Information:
※

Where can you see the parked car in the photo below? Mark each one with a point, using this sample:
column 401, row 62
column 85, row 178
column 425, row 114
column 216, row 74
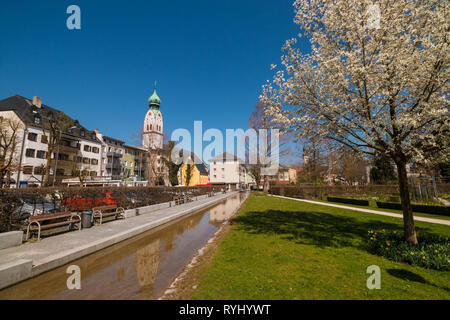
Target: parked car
column 81, row 204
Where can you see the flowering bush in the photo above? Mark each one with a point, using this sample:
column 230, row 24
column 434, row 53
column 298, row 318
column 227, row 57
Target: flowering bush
column 433, row 251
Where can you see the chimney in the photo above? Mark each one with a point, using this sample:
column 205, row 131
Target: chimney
column 37, row 101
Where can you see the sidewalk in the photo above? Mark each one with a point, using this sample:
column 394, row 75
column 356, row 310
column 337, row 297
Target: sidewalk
column 30, row 259
column 382, row 213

※

Task item: Restate the listing word for word, pictures omitted.

Task result:
Where can you see the parked car in the photo below? Mark each one with a point, using this sample:
column 401, row 62
column 85, row 178
column 425, row 114
column 216, row 74
Target: parked car
column 81, row 204
Where can you see the flowering bush in the photo above? Mark each one with a point, using this sample:
column 230, row 24
column 434, row 53
column 298, row 318
column 227, row 57
Target: flowering bush
column 433, row 251
Where can you see the chimney in the photo above? Mark each one with a point, using this sample:
column 205, row 131
Target: chimney
column 37, row 101
Where can you see the sidewalk in the photo above? Mark each one with a point, using this sample:
column 394, row 75
column 356, row 310
column 337, row 297
Target: sidewalk
column 30, row 259
column 382, row 213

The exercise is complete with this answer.